__YOUR ASSIGNMENT__:
Reproduce the data below in full and to the letter, images excepted.

__RECORDED DATA__:
============

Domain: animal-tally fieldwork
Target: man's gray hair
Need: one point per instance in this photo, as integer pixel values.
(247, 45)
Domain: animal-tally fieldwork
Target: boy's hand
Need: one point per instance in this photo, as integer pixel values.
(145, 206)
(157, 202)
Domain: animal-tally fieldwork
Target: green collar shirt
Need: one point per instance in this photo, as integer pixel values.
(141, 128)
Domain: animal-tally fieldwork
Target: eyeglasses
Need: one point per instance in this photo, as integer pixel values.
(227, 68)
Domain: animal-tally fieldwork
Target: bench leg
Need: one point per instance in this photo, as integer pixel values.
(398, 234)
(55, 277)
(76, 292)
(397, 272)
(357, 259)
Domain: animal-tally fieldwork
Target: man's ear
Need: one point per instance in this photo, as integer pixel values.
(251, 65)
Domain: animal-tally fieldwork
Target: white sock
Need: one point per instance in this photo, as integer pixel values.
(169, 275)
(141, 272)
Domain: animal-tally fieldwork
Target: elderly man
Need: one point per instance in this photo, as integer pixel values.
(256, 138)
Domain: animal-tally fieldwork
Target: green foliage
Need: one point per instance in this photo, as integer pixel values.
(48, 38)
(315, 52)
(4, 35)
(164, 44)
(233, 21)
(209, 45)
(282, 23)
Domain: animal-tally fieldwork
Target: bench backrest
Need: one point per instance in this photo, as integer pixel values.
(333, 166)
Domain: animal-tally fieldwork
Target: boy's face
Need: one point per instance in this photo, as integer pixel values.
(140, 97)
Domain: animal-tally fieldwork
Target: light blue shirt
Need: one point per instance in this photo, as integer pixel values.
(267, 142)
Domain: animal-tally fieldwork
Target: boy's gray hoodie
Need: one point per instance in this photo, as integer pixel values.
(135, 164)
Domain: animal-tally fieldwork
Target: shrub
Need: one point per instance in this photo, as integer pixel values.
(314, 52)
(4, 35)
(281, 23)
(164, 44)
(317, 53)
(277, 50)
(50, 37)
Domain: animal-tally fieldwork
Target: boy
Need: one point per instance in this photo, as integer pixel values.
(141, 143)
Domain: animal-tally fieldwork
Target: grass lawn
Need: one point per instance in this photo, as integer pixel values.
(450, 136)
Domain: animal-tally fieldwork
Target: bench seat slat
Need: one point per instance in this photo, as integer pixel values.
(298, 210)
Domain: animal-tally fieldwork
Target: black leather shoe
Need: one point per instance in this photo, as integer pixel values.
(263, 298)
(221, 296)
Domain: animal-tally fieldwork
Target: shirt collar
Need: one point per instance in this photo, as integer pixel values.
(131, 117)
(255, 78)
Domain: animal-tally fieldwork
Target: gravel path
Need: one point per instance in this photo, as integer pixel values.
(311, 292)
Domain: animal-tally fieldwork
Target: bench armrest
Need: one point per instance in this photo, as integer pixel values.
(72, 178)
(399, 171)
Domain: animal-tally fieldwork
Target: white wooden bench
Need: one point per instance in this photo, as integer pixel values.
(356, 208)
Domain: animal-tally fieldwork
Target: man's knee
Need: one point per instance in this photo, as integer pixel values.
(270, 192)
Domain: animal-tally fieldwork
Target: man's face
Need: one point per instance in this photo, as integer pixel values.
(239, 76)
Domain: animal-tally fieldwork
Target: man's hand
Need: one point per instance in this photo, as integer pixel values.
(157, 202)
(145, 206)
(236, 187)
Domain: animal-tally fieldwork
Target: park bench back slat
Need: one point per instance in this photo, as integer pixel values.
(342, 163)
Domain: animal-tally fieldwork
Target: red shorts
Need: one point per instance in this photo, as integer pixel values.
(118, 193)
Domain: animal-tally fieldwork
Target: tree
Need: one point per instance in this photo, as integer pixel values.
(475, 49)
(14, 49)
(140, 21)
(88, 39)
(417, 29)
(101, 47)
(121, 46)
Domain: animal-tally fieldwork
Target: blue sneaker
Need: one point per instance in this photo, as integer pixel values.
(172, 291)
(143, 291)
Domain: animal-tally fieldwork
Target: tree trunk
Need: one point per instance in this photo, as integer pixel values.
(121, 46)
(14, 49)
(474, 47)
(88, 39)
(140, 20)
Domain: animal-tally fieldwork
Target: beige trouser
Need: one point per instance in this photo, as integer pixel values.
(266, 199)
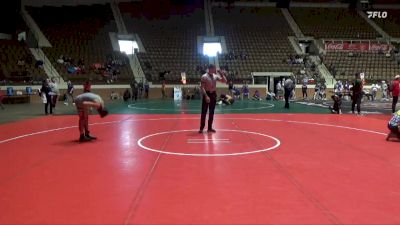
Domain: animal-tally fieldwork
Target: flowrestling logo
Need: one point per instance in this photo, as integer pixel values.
(377, 14)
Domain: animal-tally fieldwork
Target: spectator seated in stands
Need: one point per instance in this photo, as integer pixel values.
(39, 64)
(256, 96)
(236, 92)
(114, 95)
(127, 95)
(188, 94)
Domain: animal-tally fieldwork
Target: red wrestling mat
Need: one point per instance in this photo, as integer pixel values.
(156, 169)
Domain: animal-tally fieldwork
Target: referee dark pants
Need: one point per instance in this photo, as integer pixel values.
(204, 107)
(356, 100)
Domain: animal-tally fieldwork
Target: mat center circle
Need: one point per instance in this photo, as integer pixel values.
(225, 142)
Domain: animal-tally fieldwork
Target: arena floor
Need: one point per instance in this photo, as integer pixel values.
(265, 165)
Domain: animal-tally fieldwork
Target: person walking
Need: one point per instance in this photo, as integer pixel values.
(209, 100)
(395, 92)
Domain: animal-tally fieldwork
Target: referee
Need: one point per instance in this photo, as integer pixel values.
(208, 90)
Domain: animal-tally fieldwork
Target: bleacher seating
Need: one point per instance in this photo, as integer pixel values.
(375, 66)
(170, 39)
(17, 64)
(390, 24)
(259, 33)
(332, 23)
(81, 32)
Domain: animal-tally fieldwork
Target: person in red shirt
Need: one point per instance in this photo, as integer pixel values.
(87, 87)
(395, 92)
(356, 97)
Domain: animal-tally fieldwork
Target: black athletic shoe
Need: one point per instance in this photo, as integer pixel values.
(90, 137)
(83, 138)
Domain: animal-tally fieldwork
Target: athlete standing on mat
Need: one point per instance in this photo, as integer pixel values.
(83, 102)
(208, 90)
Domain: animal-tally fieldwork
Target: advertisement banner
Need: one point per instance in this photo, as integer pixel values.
(360, 46)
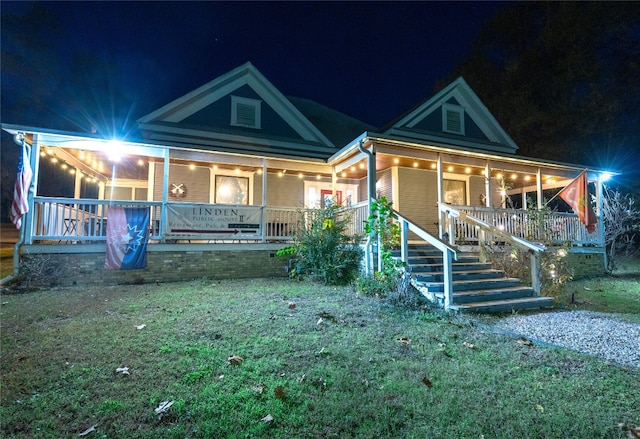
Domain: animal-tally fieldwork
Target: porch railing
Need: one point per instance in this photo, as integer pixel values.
(449, 253)
(555, 227)
(73, 220)
(455, 216)
(67, 220)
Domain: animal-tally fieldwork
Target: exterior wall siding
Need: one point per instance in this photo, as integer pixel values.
(84, 269)
(384, 185)
(197, 182)
(418, 192)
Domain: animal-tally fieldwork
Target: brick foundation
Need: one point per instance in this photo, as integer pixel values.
(586, 264)
(84, 265)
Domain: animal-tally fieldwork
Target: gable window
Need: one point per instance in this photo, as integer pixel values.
(452, 119)
(245, 112)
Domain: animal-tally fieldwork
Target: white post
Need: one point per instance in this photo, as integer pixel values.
(535, 273)
(539, 188)
(448, 278)
(600, 216)
(487, 184)
(440, 188)
(165, 195)
(34, 161)
(404, 244)
(263, 223)
(334, 185)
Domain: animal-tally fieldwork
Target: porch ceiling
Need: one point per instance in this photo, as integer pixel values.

============

__REPLY TO THE TASK__:
Domain: animal-tally fieldwork
Target: man's gray hair
Need: one point per instance in this photo, as integer pixel values.
(247, 45)
Domain: animal-tally fieldwork
Target: boy's hand
Need: one point per instance in this photo, as integer pixel values.
(145, 206)
(157, 202)
Domain: animal-tally fieldwork
Target: green collar shirt
Need: one point per instance in this photo, as integer pixel values.
(141, 128)
Domain: animal-tally fieldwork
Target: eyeglasses
Need: one point per instance in this photo, as integer pixel values.
(227, 68)
Domain: animal-tally fieldwork
Target: bench leg
Need: one point per instance in this photo, as integer pixel values.
(398, 234)
(55, 277)
(76, 292)
(397, 272)
(357, 259)
Domain: animal-tally fieldwork
Target: man's ear
Need: one point per instance in this photo, as integer pixel values.
(251, 65)
Domain: animal-tally fieldwork
Target: white sock
Need: one point per instance in this photo, as integer pixel values.
(169, 275)
(141, 272)
Domain: animal-tally fieldwork
Target: elderly man
Need: one point per instance in this photo, as integer pixel values.
(256, 138)
Domain: animal-tally fieldwork
Target: green foliage
Need: one point per instance in this photo, as integer pixel values.
(48, 38)
(315, 52)
(4, 35)
(164, 44)
(233, 21)
(209, 45)
(282, 23)
Domain: animal-tally fieldwork
Target: bench backrest
Need: one point per instance in this photo, as integer pixel values.
(333, 166)
Domain: animal-tally fieldwork
Target: boy's face
Need: one point per instance in this photo, as integer pixel values.
(140, 97)
Domain: animal-tally fieldwork
Target: light blue shirt
Need: one point per instance in this photo, as integer pixel values.
(267, 142)
Domain: animal-tally fieldwork
Target: boy's gray hoodie
Need: one point per instance in this photo, as integer pixel values.
(135, 164)
Domain: animal-tally fieldwork
Target: shrub
Need: one point per instance in this photo, as integer pixel values.
(314, 52)
(4, 35)
(281, 23)
(164, 44)
(317, 53)
(277, 50)
(50, 37)
Domain: animal-tally fieldwork
Target: boy
Need: one point per instance in this photo, as integer pixel values.
(141, 143)
Domain: animal-tally fieldwork
Target: grass lawn
Need: one point per instance in this photo, as integer pixel values.
(450, 136)
Domain: animal-tally fieldwork
Target: bench seat slat
Need: one point per instance in this photo, as integer pixel values.
(298, 210)
Domain: animal-tally fieldwork
Target: black leather shoe
Need: one point per instance in this photo, as integer pixel values.
(263, 298)
(221, 296)
Domain: animal-tally fieldwork
Target: shirt collar
Need: one point per instance in this photo, as integer pixel values.
(131, 117)
(255, 78)
Domain: animal-tally fieldwork
Target: gravel path
Need: one point per instance in this photo, as integer pixel values.
(311, 292)
Domain: animal-tally fieldwork
Target: bench armrest
Need: one point per instance in this photo, as integer pixel values.
(72, 178)
(399, 171)
Domain: animal-tally fieldwork
Target: white wooden bench
Need: one point per instance in this photo, as integer pixel values.
(356, 208)
Domain: animal-tally fieldwork
Target: man's knee
Need: one point per instance in this photo, as integer pixel values.
(270, 192)
Domain: animal-tally fieldwork
Target: man's face
Need: one point per instance in this photo, as integer pixel values.
(239, 76)
Domain: animal-tally fieldwork
Target: man's hand
Need: one point per instance in this photo, as integer pixel values.
(157, 202)
(145, 206)
(236, 187)
Domain: animal-tally fieldwork
Target: park bench back slat
Need: one point per instance in this photo, as integer pixel values.
(342, 163)
Domain: animal-tally fieldwork
Target: red shorts
Need: one point per instance in this photo, as integer pixel values.
(118, 193)
Domain: animal-tally fieldwork
Target: tree
Need: one point per instance in this photo, as integer pixel values.
(475, 49)
(14, 49)
(140, 21)
(88, 39)
(417, 29)
(101, 47)
(121, 46)
Domain: animal-tally fieldwork
Target: blue sneaker
Need: one point per instance in this photo, as integer pixel values.
(172, 291)
(143, 291)
Domain: animal-tally fieldwork
Target: tree trunk
Need: one point per instance in this photo, as integer pixel values.
(121, 46)
(14, 49)
(474, 47)
(88, 39)
(140, 20)
Domain: animal-tally fieldwork
Target: beige trouser
Need: one point per instance in this photo, as integer pixel values.
(266, 199)
Domain: animal-tally fieldwork
Target: flowrestling logo
Need: one point per instance in this photo, as integer pixel values.
(377, 14)
Domain: animal-tally fieldwork
Target: spectator seated in stands
Need: one point per instance in this photo, as integer pixel values.
(39, 64)
(256, 96)
(236, 92)
(114, 95)
(127, 95)
(188, 94)
Domain: animal-tally fieldwork
Target: red wrestling mat
Need: one point per instance in this photo, as integer pixel values.
(156, 169)
Domain: animal-tally fieldwork
Target: referee dark pants
Need: one point per instance in this photo, as integer pixel values.
(204, 107)
(356, 100)
Domain: animal-tally fieldwork
Target: mat center circle
Need: one point per instance in this photo, as integer pixel values.
(225, 142)
Domain: animal-tally fieldwork
Target: arena floor
Need: one point per instance in this photo, as integer pixel values.
(265, 165)
Domain: animal-tally fieldwork
Target: person walking
Need: one point per instance in this photo, as integer pixel values.
(209, 100)
(395, 92)
Domain: animal-tally fieldwork
Target: referee
Need: one point per instance in this photo, as integer pixel values.
(208, 90)
Domain: animal-tally fieldwork
Target: bleacher seating
Need: one point per instance in this photo, as integer pixel values.
(375, 66)
(170, 39)
(17, 64)
(390, 24)
(259, 33)
(332, 23)
(81, 32)
Domain: animal-tally fieldwork
Target: person in red shirt
Need: one point per instance in this photo, as integer pixel values.
(87, 87)
(395, 92)
(356, 97)
Domain: animal-tally fieldwork
Target: black athletic shoe
Need: one point per instance in this photo, as integer pixel values.
(90, 137)
(83, 138)
Domain: animal-tally fieldwork
Target: athlete standing on mat
Need: one point per instance in this photo, as integer pixel values.
(83, 102)
(208, 90)
Domain: animal-tally fieldwork
Target: advertisement banner
Need: one point per instance in this photo, as integer pixel values.
(360, 46)
Domain: animal-tally fieldwork
Target: porch railing
Need: one point per instance in this photo, as integer pixel values.
(449, 253)
(555, 227)
(73, 220)
(455, 216)
(67, 220)
Domain: animal-tally fieldwork
Target: exterior wall siding
Need: one point per instance in this photo, as integer pixel values.
(84, 269)
(384, 185)
(197, 182)
(418, 192)
Domain: animal-tally fieldwork
Target: brick foundation
Need: one point per instance in this photo, as integer pixel values.
(586, 264)
(84, 265)
Domain: animal-tally fieldwork
Target: gable window
Need: one point per instance in this photo, as integer pixel values.
(452, 119)
(245, 112)
Domain: animal-tally fieldwork
Target: white post
Need: one point per instance in this photo, as integer pixel values.
(535, 273)
(539, 188)
(448, 278)
(600, 216)
(487, 184)
(440, 188)
(165, 195)
(34, 161)
(404, 244)
(263, 223)
(334, 185)
Domain: animal-tally fieldwork
Target: porch ceiling
Need: one point per instance in this photo, as integer pixel values.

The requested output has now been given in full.